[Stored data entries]
━━━━━━━━

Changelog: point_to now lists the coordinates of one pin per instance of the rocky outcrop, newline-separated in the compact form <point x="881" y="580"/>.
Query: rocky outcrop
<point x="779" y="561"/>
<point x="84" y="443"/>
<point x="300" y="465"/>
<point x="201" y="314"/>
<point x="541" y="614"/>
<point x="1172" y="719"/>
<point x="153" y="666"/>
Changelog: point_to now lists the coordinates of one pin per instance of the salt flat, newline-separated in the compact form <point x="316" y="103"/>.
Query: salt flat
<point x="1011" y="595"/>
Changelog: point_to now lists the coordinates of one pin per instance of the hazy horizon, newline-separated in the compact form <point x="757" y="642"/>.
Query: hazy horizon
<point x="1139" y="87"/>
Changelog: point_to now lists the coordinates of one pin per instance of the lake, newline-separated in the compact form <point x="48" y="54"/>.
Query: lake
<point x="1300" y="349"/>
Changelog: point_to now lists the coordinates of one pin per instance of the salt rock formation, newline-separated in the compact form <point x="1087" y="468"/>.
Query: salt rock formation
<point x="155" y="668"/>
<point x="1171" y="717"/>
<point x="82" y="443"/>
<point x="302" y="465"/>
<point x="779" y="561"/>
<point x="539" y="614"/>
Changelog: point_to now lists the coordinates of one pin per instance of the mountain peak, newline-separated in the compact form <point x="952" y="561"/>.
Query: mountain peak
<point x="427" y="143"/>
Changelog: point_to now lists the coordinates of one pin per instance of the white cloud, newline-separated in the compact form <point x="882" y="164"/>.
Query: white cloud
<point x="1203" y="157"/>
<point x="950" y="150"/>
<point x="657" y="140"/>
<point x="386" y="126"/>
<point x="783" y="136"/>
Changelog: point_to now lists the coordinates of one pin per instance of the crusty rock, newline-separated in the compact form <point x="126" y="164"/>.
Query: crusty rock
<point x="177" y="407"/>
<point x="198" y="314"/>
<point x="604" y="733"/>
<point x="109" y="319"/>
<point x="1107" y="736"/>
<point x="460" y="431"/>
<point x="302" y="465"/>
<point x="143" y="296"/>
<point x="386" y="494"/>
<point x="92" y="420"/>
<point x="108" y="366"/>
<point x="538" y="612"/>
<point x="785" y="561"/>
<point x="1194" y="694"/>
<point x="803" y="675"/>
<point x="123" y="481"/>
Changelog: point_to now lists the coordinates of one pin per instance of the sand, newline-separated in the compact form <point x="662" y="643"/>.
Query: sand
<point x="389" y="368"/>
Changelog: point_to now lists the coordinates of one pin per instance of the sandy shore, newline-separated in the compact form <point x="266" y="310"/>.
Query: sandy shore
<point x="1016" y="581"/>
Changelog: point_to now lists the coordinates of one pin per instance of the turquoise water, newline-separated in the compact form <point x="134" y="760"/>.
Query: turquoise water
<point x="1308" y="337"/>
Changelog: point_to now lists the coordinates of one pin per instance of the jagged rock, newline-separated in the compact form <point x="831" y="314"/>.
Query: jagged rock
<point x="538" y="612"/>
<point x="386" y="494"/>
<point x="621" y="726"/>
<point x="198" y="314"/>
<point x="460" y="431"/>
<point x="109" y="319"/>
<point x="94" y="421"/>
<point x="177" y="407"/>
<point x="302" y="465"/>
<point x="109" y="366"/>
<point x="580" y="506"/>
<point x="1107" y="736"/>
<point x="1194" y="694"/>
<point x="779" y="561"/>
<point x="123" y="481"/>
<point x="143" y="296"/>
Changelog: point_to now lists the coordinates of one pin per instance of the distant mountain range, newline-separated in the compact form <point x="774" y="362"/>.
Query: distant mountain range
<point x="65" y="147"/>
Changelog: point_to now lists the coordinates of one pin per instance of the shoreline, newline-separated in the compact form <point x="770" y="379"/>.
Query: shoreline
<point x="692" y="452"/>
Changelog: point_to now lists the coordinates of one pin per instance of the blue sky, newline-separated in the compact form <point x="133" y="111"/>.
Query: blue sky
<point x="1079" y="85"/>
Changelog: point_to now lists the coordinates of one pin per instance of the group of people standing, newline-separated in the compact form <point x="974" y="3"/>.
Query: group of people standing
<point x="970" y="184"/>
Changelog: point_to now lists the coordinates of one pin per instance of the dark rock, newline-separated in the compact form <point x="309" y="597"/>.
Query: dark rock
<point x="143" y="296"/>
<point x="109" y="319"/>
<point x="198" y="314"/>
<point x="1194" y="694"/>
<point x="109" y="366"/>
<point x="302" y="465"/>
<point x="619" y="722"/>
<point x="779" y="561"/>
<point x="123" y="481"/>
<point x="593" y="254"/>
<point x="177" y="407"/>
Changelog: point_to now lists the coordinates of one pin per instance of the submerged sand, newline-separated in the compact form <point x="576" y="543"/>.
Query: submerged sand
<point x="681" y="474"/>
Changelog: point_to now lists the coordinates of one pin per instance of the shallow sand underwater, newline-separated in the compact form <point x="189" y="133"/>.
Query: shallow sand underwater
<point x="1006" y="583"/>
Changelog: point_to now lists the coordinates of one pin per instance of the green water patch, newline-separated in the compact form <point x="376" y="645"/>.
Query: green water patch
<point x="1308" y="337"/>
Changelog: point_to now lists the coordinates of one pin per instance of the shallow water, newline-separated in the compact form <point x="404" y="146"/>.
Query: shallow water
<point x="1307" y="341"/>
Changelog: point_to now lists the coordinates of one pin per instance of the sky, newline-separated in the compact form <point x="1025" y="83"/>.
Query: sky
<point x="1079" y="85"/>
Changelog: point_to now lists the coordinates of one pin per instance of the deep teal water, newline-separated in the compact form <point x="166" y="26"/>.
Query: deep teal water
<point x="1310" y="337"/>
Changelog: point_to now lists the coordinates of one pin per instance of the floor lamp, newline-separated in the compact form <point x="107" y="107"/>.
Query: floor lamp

━━━━━━━━

None of the records may be omitted; each is to be printed exactly.

● Problem solution:
Changelog: point_to now lists the coordinates of one pin per instance of the rocky outcrop, newline-separated in the compact form <point x="881" y="580"/>.
Query: rocky outcrop
<point x="779" y="561"/>
<point x="84" y="443"/>
<point x="300" y="465"/>
<point x="201" y="314"/>
<point x="541" y="614"/>
<point x="1172" y="719"/>
<point x="153" y="666"/>
Changelog: point_to now lists the coordinates of one pin per instance of the salt flat, newline-separated in the compact form <point x="316" y="103"/>.
Query: salt flat
<point x="1011" y="595"/>
Changelog: point_to now lists the coordinates of one pin per instance of the hazy horizon, newline-separated in the compact form <point x="757" y="642"/>.
Query: hazy horizon
<point x="1139" y="87"/>
Changelog: point_to now lists the coordinates of one pin per instance of the lake, newline-separated in the compact form <point x="48" y="54"/>.
Query: lake
<point x="1300" y="349"/>
Changelog: point_to now lists the coordinates of one pin per instance of the salt rock formation, newline-separated in the compact form <point x="1087" y="468"/>.
Query: salt rock formation
<point x="155" y="668"/>
<point x="1171" y="717"/>
<point x="82" y="443"/>
<point x="302" y="465"/>
<point x="779" y="561"/>
<point x="539" y="614"/>
Changelog: point_to now lists the coordinates of one pin per instance of the mountain peak, newline-separated in the compact form <point x="952" y="561"/>.
Query: mountain peak
<point x="427" y="143"/>
Changelog: point_to now lists the coordinates of one pin per instance of the white cloud, newline-separated in the compact form <point x="882" y="164"/>.
Query: white cloud
<point x="1203" y="157"/>
<point x="950" y="150"/>
<point x="657" y="140"/>
<point x="386" y="126"/>
<point x="783" y="136"/>
Changelog: point_to now lists the coordinates of one pin per instance of the crusty rock, newline-separated in the compact form <point x="126" y="164"/>.
Query: crusty rock
<point x="177" y="407"/>
<point x="198" y="314"/>
<point x="604" y="733"/>
<point x="109" y="319"/>
<point x="1107" y="736"/>
<point x="460" y="431"/>
<point x="302" y="465"/>
<point x="143" y="296"/>
<point x="386" y="494"/>
<point x="92" y="420"/>
<point x="108" y="366"/>
<point x="538" y="612"/>
<point x="785" y="561"/>
<point x="1194" y="694"/>
<point x="803" y="675"/>
<point x="123" y="481"/>
Changelog: point_to now lists the coordinates of one pin per instance of the sand, newline-separated in the compact form <point x="662" y="643"/>.
Query: sand
<point x="389" y="368"/>
Changelog: point_to now lists the coordinates of one pin per instance of the sandy shore, newline-separated in the compact form <point x="266" y="310"/>.
Query: sandy shore
<point x="1016" y="581"/>
Changelog: point_to now lists the coordinates of one pin per instance of the turquoise water, newline-separated in the compact form <point x="134" y="760"/>.
Query: turquoise water
<point x="1308" y="337"/>
Changelog: point_to now lists the coordinates of one pin per instance of the jagged rock, newline-separated in the compact form <point x="831" y="314"/>.
Query: jagged rock
<point x="538" y="612"/>
<point x="386" y="494"/>
<point x="621" y="726"/>
<point x="198" y="314"/>
<point x="460" y="431"/>
<point x="109" y="319"/>
<point x="94" y="421"/>
<point x="177" y="407"/>
<point x="302" y="465"/>
<point x="109" y="366"/>
<point x="580" y="506"/>
<point x="1107" y="736"/>
<point x="1194" y="694"/>
<point x="779" y="561"/>
<point x="123" y="481"/>
<point x="143" y="296"/>
Changelog: point_to now lists the coordinates of one pin per instance of the distant mountain range, newline-separated in the compact form <point x="774" y="362"/>.
Query: distant mountain range
<point x="65" y="147"/>
Changelog: point_to now lists the coordinates of one pin per instance of the shoreline, newline-separated in the compact form <point x="770" y="379"/>.
Query: shoreline
<point x="692" y="452"/>
Changelog: point_to now lists the coordinates of one pin per instance of the blue sky, newline-separated in the compact form <point x="133" y="111"/>.
Query: blue sky
<point x="1079" y="85"/>
Changelog: point_to now lists the coordinates of one pin per instance of the group of people standing, newline-separated in the compact form <point x="974" y="3"/>.
Query: group of people standing
<point x="970" y="184"/>
Changelog: point_to now lists the coordinates of one pin per instance of the dark rock, newline-separated in the compact form <point x="309" y="597"/>.
Query: dark rock
<point x="143" y="296"/>
<point x="109" y="319"/>
<point x="198" y="314"/>
<point x="1194" y="694"/>
<point x="109" y="366"/>
<point x="302" y="465"/>
<point x="619" y="722"/>
<point x="779" y="561"/>
<point x="123" y="481"/>
<point x="593" y="254"/>
<point x="177" y="407"/>
Changelog: point_to now lists the coordinates of one pin per instance of the submerged sand, newline-separated in the compact form <point x="576" y="543"/>.
Query: submerged sand
<point x="681" y="474"/>
Changelog: point_to now lists the coordinates of one pin per instance of the shallow sand underwater, newline-separated in the compact form <point x="189" y="133"/>.
Query: shallow sand underwater
<point x="1006" y="583"/>
Changelog: point_to now lists the coordinates of one pin per instance of the green water patch, newline-separated in the compact form <point x="376" y="645"/>.
Query: green water patch
<point x="1308" y="337"/>
Changelog: point_to now lists the coordinates of one pin per instance of the shallow water, newline-separated in the compact form <point x="404" y="146"/>.
Query: shallow water
<point x="1307" y="341"/>
Changelog: point_to now lists the coordinates of one pin per instance of the sky, newline-separated in the compact form <point x="1025" y="83"/>.
Query: sky
<point x="1079" y="85"/>
Changelog: point_to now lists the coordinates of one pin per instance of the deep teal water, newline-separated in the compact form <point x="166" y="26"/>.
Query: deep teal water
<point x="1310" y="337"/>
Changelog: point_to now lists the coordinates of one pin per instance of the floor lamp, newline-separated in the compact form <point x="107" y="107"/>.
Query: floor lamp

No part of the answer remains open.